-- START Quoted passage --

From: Américo Wang on
2010/3/15 Américo Wang <xiyou.wangcong(a)gmail.com>:
> 2010/3/15 Américo Wang <xiyou.wangcong(a)gmail.com>:
>> On Sat, Mar 13, 2010 at 01:58:38PM -0800, Paul E. McKenney wrote:
>>>On Sat, Mar 13, 2010 at 01:33:56PM +0800, Américo Wang wrote:
>>>> On Fri, Mar 12, 2010 at 02:37:38PM +0100, Eric Dumazet wrote:
>>>> >Le vendredi 12 mars 2010 à 21:11 +0800, Américo Wang a écrit :
>>>> >
>>>> >> Oh, but lockdep complains about rcu_read_lock(), it said
>>>> >> rcu_read_lock() can't be used in softirq context.
>>>> >>
>>>> >> Am I missing something?
>>>> >
>>>> >Well, lockdep might be dumb, I dont know...
>>>> >
>>>> >I suggest you read rcu_read_lock_bh kernel doc :
>>>> >
>>>> >/**
>>>> > * rcu_read_lock_bh - mark the beginning of a softirq-only RCU critical
>>>> >section
>>>> > *
>>>> > * This is equivalent of rcu_read_lock(), but to be used when updates
>>>> > * are being done using call_rcu_bh(). Since call_rcu_bh() callbacks
>>>> > * consider completion of a softirq handler to be a quiescent state,
>>>> > * a process in RCU read-side critical section must be protected by
>>>> > * disabling softirqs. Read-side critical sections in interrupt context
>>>> > * can use just rcu_read_lock().
>>>> > *
>>>> > */
>>>> >
>>>> >
>>>> >Last sentence being perfect :
>>>> >
>>>> >Read-side critical sections in interrupt context
>>>> >can use just rcu_read_lock().
>>>> >
>>>>
>>>> Yeah, right, then it is more likely to be a bug of rcu lockdep.
>>>> Paul is looking at it.
>>>
>>>Except that it seems to be working correctly for me...

-- END Quoted passage --
-- START Source excerpt --

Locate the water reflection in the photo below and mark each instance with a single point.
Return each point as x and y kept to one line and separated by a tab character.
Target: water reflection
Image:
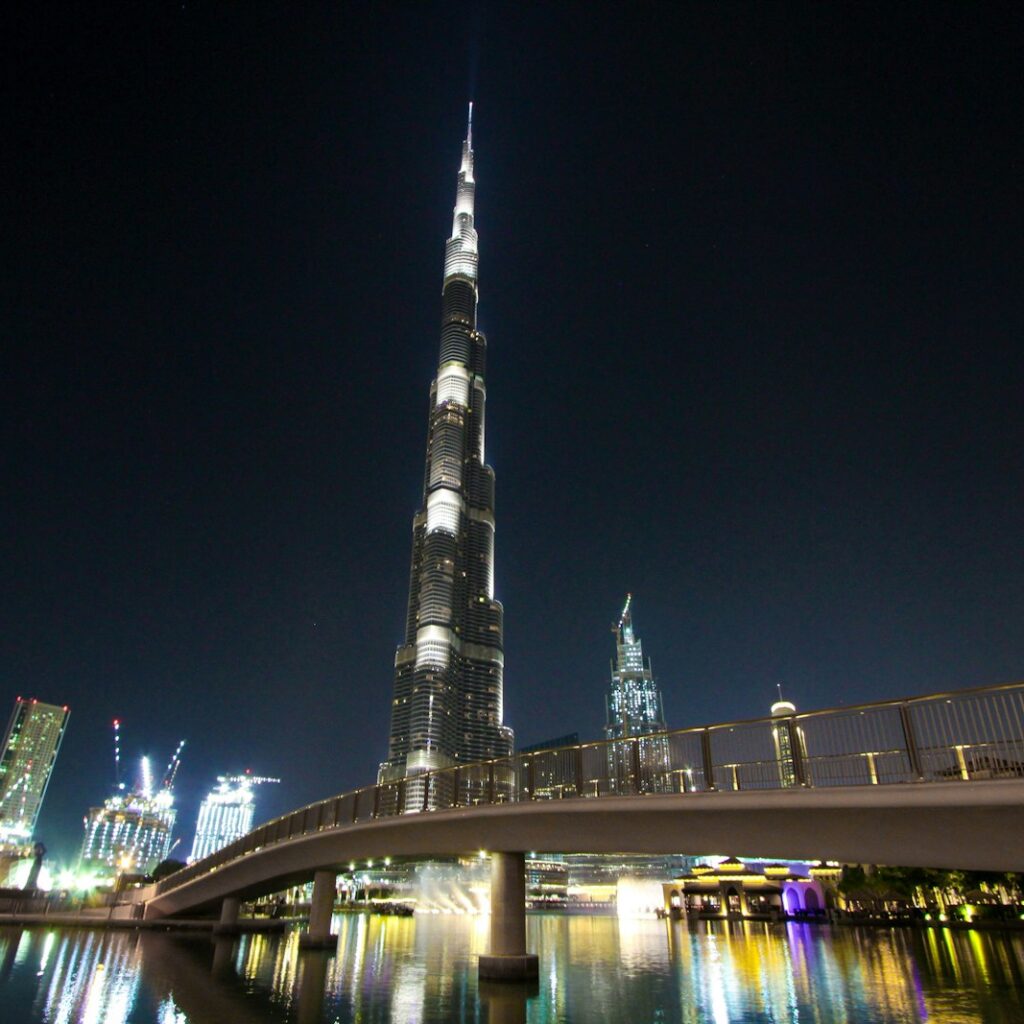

-- END Source excerpt --

• _Objective_:
Extract the part of the RCU lockdep thread starting at "From: Américo Wang" and ending at "in softirq context.", copying it word for word.

• _Written reply_:
From: Américo Wang on
2010/3/15 Américo Wang <xiyou.wangcong(a)gmail.com>:
> 2010/3/15 Américo Wang <xiyou.wangcong(a)gmail.com>:
>> On Sat, Mar 13, 2010 at 01:58:38PM -0800, Paul E. McKenney wrote:
>>>On Sat, Mar 13, 2010 at 01:33:56PM +0800, Américo Wang wrote:
>>>> On Fri, Mar 12, 2010 at 02:37:38PM +0100, Eric Dumazet wrote:
>>>> >Le vendredi 12 mars 2010 à 21:11 +0800, Américo Wang a écrit :
>>>> >
>>>> >> Oh, but lockdep complains about rcu_read_lock(), it said
>>>> >> rcu_read_lock() can't be used in softirq context.